» Given problem:
Convert every line of the material below into a Markdown table with the columns "Row" and "Material line," numbering the rows in order and omitting blank lines.

» Available records:

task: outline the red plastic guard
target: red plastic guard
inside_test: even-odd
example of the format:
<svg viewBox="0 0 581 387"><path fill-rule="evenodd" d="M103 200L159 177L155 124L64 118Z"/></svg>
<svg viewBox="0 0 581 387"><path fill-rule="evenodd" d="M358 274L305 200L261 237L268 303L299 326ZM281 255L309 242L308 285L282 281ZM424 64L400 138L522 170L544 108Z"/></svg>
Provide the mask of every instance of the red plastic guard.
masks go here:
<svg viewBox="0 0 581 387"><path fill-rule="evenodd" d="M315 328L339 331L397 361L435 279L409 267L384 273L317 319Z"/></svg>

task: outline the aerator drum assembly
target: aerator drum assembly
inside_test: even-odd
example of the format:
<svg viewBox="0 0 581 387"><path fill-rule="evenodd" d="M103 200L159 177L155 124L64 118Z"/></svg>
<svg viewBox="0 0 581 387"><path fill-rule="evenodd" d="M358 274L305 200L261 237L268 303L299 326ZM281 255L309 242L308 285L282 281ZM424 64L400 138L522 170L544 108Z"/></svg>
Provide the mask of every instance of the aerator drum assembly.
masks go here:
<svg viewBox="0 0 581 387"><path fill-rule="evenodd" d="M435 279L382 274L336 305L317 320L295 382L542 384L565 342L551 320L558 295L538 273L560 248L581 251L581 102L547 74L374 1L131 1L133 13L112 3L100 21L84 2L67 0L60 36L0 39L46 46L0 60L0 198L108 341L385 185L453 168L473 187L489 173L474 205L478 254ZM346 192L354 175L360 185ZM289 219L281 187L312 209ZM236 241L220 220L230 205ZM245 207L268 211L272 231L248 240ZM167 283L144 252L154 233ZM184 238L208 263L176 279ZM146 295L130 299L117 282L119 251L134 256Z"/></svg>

» Exercise response:
| Row | Material line |
|---|---|
| 1 | task: outline the red plastic guard |
| 2 | target: red plastic guard |
| 3 | inside_test: even-odd |
| 4 | example of the format: |
| 5 | <svg viewBox="0 0 581 387"><path fill-rule="evenodd" d="M103 200L159 177L155 124L64 118Z"/></svg> |
| 6 | <svg viewBox="0 0 581 387"><path fill-rule="evenodd" d="M358 274L305 200L261 237L268 303L299 326ZM281 255L309 242L308 285L282 281ZM424 64L400 138L522 170L544 108Z"/></svg> |
| 7 | Provide the mask of every instance of the red plastic guard. |
| 8 | masks go here: |
| 9 | <svg viewBox="0 0 581 387"><path fill-rule="evenodd" d="M315 328L339 331L397 361L435 279L409 267L384 273L317 319Z"/></svg> |
| 10 | task: outline the aerator drum assembly |
| 11 | target: aerator drum assembly |
| 12 | inside_test: even-odd |
| 13 | example of the format: |
| 14 | <svg viewBox="0 0 581 387"><path fill-rule="evenodd" d="M103 200L159 177L155 124L64 118Z"/></svg> |
| 15 | <svg viewBox="0 0 581 387"><path fill-rule="evenodd" d="M358 274L305 200L261 237L268 303L299 326ZM281 255L309 242L308 285L282 281ZM424 64L400 138L522 170L544 108Z"/></svg> |
| 16 | Provide the mask of every instance of the aerator drum assembly. |
| 17 | masks go here: |
| 18 | <svg viewBox="0 0 581 387"><path fill-rule="evenodd" d="M435 279L382 274L336 305L317 320L295 382L542 384L565 342L551 320L558 295L538 273L560 248L581 251L581 102L547 74L374 1L131 1L133 13L112 3L100 21L84 2L67 0L60 36L0 39L46 46L0 60L0 198L108 341L385 185L453 168L473 187L489 173L474 205L478 254ZM346 192L354 175L360 185ZM289 219L281 187L312 209ZM236 241L220 220L230 205ZM245 207L268 211L272 231L248 240ZM167 283L144 252L154 233ZM184 238L208 263L176 279ZM146 295L130 299L117 282L119 251L134 256Z"/></svg> |